◆ **Выбранный фрагмент**
----------------------------------------

Когда-то Амета (буквально "черный"), один из первых героев, убил на охоте вепря, на клыке которого висел первый в мире кокосовый орех. Напомним, что вепрь, кабан, согласно индуистской традиции, является символом всей нынешней Кальпы (Швета-Варахи-Кальпа - "Кальпа Белого Кабана"). Кроме того, согласно Рене Генону, именно Кабан является первоначальным гиперборейским символом, которому только впоследствии на смену приходит астрологический символ Большой Медведицы, где, как известно, ныне и располагается Полярная Звезда. Слово Варахи этимологически непосредственно связано с именем Борей, названием варяги, и вообще несет в себе смысл изначальной духовной власти (в кельтской традиции).
Итак, после удачной охоты Амета посадил этот орех в землю и из него через шесть дней (число творения в некоторых традициях) взошла пальма. Амета полез на нее, чтобы достать цветы, но случайно порезался и капля его крови попала в завязь одного из цветков. Еще через девять дней из этого цветка появилась маленькая девочка, которую Амета назвал Хаинувеле ("стебелек кокосового ореха"). Она обладала способностью создавать блага и драгоценности. Люди постоянно танцевали вокруг нее по спирали, а она находилась в центре круга и одаривала танцующих. Все это - от известных метафизических символов (центра и спирали) до священных даров, соответствующих Традиции, - еще восходит к полноте мифологического бытия Золотого Века.
Но впоследствии ставшие завистливыми люди убивают Хаинувеле и затаптывают ее. Из ее тела растут уже совершенно обычные, а не волшебные корнеплоды, которыми она когда-то угощала это племя. Амета проклинает людей и обращается за возмездием к богине смерти Мулуа Сатене. Та заставляет пройти к себе людей, до сих пор бывших бессмертными, через ступенчатый спиралевидный лабиринт, и тех, кто сумел его пройти, превращает в обычных смертных людей, а тех, кто не смог, - в зверей или низших духов.
Таким образом на Земле полностью заканчивается мифологический период
Золотого Века, сменившийся с тех пор профанической историей, главными
чертами которой являются смертность и, вследствие ее, погоня за
нескончаемым плодородием. Мифы вытесняются сонной инерцией абсолютизируемых
фетишей. Так и наступает эпоха иллюзий и страха перед их отменой, вполне
заслуженная людьми и не менее заслуживающая сама быть когда-нибудь отмененной.

----------------------------------------

◆ **Строки данных**
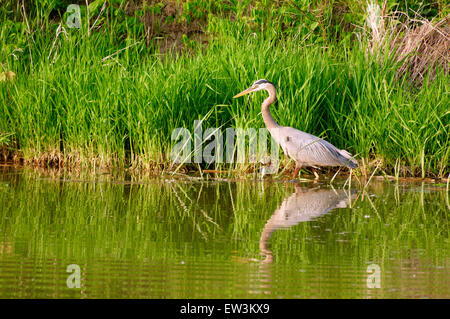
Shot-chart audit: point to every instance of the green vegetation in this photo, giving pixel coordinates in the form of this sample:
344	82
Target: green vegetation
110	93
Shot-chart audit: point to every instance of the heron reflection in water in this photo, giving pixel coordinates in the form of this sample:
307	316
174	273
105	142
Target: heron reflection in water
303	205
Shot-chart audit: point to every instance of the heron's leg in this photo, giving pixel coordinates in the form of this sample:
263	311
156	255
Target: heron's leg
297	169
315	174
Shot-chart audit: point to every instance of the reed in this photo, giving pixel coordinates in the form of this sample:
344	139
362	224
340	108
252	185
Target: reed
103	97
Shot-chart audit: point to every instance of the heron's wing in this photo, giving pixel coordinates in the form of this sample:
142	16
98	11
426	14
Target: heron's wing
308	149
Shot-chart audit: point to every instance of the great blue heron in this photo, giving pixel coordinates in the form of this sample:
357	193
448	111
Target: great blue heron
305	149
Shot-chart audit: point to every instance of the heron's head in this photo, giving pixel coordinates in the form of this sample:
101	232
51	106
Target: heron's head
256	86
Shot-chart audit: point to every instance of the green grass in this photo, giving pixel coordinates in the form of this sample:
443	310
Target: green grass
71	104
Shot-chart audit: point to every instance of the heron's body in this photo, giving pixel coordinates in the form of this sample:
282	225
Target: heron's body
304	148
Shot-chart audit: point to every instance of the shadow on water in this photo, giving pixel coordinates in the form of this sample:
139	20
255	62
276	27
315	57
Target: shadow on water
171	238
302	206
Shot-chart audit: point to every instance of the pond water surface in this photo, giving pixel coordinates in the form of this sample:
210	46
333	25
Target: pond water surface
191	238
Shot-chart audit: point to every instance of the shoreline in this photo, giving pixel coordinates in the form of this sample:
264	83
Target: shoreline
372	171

----------------------------------------

◆ **Задание**
Назовите всех персонажей мифа, которые упоминаются по имени в выбранном фрагменте.

◆ **Результат выполнения**
Амета, Хаинувеле, Мулуа Сатене.